• _Dataset excerpts on object pointing_
## begin

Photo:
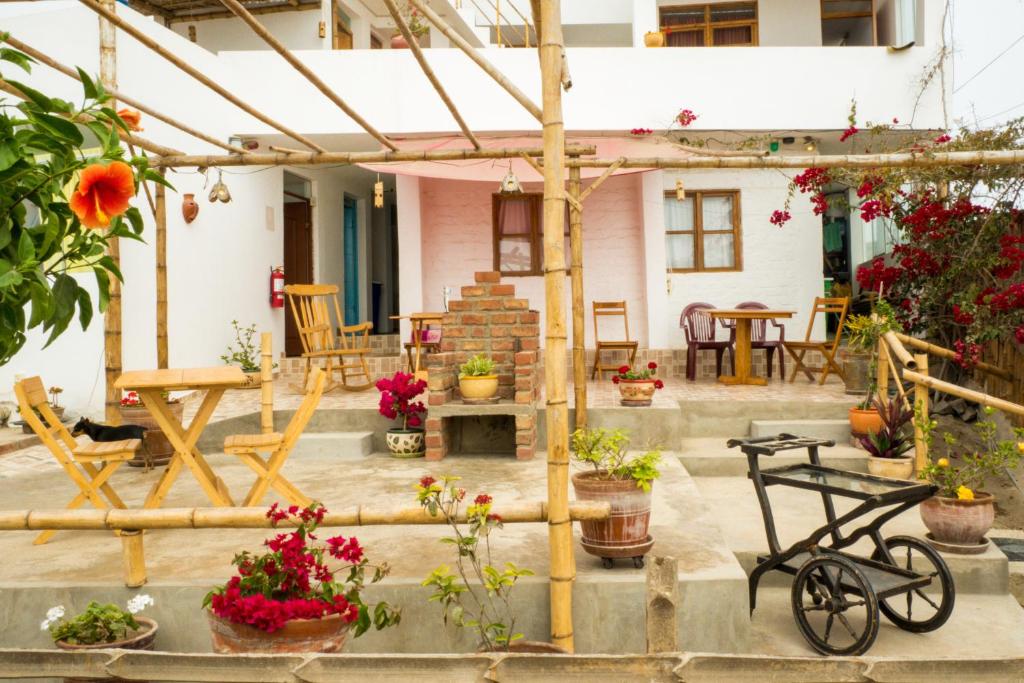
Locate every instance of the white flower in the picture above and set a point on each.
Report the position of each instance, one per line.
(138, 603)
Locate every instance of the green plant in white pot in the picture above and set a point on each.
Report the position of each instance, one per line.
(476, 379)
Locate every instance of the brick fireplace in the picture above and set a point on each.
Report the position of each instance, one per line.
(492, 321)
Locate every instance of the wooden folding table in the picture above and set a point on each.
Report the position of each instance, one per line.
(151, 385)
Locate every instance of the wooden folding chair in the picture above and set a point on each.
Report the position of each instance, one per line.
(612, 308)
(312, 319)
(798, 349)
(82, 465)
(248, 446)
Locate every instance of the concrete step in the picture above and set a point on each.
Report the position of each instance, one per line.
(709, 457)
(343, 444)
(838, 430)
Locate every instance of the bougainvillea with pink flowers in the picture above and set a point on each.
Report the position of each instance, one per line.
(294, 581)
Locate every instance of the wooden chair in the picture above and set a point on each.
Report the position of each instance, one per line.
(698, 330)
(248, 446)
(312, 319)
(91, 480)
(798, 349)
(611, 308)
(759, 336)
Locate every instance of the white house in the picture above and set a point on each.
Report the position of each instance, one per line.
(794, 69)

## end
## begin

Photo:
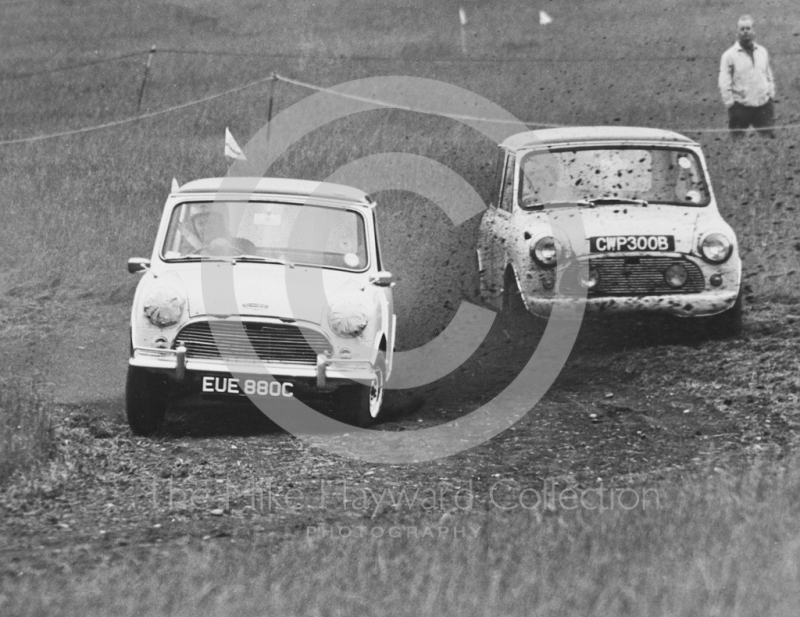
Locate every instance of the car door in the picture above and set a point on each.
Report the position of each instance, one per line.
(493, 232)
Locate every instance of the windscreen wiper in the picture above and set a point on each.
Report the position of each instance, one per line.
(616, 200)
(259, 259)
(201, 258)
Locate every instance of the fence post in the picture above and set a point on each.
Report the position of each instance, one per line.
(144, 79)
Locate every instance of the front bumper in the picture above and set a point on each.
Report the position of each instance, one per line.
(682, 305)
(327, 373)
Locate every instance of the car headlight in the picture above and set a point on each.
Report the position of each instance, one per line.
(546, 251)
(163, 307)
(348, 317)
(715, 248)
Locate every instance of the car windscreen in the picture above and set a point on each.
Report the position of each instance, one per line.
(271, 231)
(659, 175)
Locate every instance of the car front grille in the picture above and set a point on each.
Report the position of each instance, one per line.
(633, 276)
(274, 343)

## end
## begin

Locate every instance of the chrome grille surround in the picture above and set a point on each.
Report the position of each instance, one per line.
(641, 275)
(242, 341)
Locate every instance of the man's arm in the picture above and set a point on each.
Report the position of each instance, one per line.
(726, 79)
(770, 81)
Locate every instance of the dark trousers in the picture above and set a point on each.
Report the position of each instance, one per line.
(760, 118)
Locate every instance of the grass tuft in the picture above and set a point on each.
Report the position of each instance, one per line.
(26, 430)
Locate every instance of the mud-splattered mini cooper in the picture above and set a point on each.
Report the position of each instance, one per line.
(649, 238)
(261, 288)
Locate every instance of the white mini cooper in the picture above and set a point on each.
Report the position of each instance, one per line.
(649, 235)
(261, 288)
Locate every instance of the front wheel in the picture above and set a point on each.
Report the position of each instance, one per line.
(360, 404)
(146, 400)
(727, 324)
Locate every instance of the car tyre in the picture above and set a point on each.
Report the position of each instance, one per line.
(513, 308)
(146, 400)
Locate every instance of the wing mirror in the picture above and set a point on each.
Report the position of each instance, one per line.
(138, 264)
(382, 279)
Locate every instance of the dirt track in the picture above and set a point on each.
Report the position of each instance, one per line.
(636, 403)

## end

• _WORK TO BE COMPLETED_
Can you pick out and copy every line of the material above that contains the word "white"? Letter case must match.

• _WRITTEN RESPONSE_
Locate every instance of the white flower in the picture above and set a point on each.
Locate every instance of the green plant in white pot in the picture above and set a point on each.
Locate every instance of the white house in the picture above and set a point on each.
Locate every instance of the white mini cooper in the picture above and set a point on each.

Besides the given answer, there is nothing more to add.